Excerpted text:
###

Big ITS DADA2 DATA - Michael-D-Preston/PrestonLab GitHub Wiki
By Angus Ball
Introduction
By now you've gone through HPC how to guide, and the DADA2 pipeline on your home computer. This guide aims to be a complete walk through of the process in the HPC. There will be alot of overlap with the steps and explanations so I'll only be explaining the new HPC/full dataset code.
quick reference to how I'll format this document
- This is the step
This is the code you'll run, note the copy button --->
This is the output
- Step 2
- These are bonus facts that I want to say,
- or sub steps
The Protocol
- Login to UNBC's VPN with global protect portal
- Move your data onto the HPC
- On windows go to "This PC"
- Click the three dots
- Click map network drive
- the folder is \\research-files.unbc.ca\researchHome\'username'
- Move your folder containing your demultiplexed sample data here
- NO spaces or -dashes
- login to PuTTY, username is 'username'@klinaklini.unbc.ca
- Lets check if your data was transported correctly
cd /data/researchHome/\'Username\'
ls
LisaProject
- Reminder, copy/paste doesn't work in command line, copy like normal, but paste is right click!
- Therefore our data is in /data/researchHome/aball/LisaProject
- We want to remove the blank PCR samples because they aren't part of our sequences then we can continue the analysis
- With our samples in the computer lets get into a compute cluster and start running code!
- Find which compute clusters are available
sinfo
PARTITION AVAIL TIMELIMIT NODES STATE NODELIST
defq* up infinite 16 idle compute[1-16]
- If some compute clusters are busy (and not "idle") Then move to that one
- Compute cluster 1 is free for me so
- To move to the compute cluster
ssh computer1
- Before starting in R we need to download cutadapt
cd /data/researchHome/\'Username\'
wget https://bootstrap.pypa.io/get-pip.py
python3 get-pip.py --user
cd .local/bin
pip install cutadapt
- This in theory downloads cutadapt but always check
python3 -m cutadapt --version
3.7
- The file path for cutadapt is then /home/aball/.local/bin/cutadapt
The following information is incorrect. But I've left it bc its a good command to know
- you can check by running
python3 -m pip list -v
Make sure you bring in all your data and know where its stored. Mine is in /home/aball/lisadata/lisafastq
- Lets load up R
module load gnu8
module load R
R
What happens next depends on how the HPC works, so we'll assume you have all the packages you need ect.

###

Dataset entries:

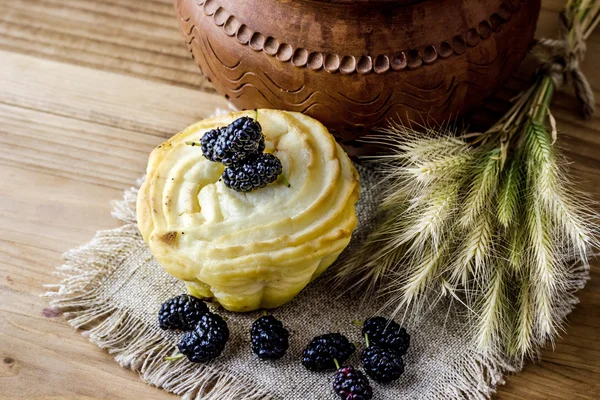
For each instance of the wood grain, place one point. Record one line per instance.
(83, 100)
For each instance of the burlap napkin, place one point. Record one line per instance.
(113, 288)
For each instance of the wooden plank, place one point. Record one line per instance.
(128, 36)
(88, 89)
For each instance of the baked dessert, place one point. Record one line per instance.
(256, 249)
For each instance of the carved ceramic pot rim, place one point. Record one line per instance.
(350, 64)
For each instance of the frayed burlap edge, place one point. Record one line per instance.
(133, 344)
(139, 348)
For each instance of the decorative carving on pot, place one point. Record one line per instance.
(354, 64)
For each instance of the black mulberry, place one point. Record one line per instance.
(255, 173)
(208, 143)
(207, 340)
(181, 313)
(269, 338)
(351, 384)
(239, 140)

###

Problems to solve:
1/ Return the part of the HPC DADA2 guide between "Big ITS DADA2" and "HPC/full dataset code.", inclusive, copied character for character.
2/ Sum up the HPC DADA2 guide in two sentences.

Task-by-task answers:
1/
Big ITS DADA2 DATA - Michael-D-Preston/PrestonLab GitHub Wiki
By Angus Ball
Introduction
By now you've gone through HPC how to guide, and the DADA2 pipeline on your home computer. This guide aims to be a complete walk through of the process in the HPC. There will be alot of overlap with the steps and explanations so I'll only be explaining the new HPC/full dataset code.

2/ The guide is a complete walk-through of running the DADA2 process for a full ITS dataset on the HPC, and it explains only the code that is new for the HPC and the full dataset. Its steps are to log into UNBC's VPN, move the data onto the HPC and check that it arrived, find an idle compute cluster with sinfo and move to it, install cutadapt and confirm its version, and then load R.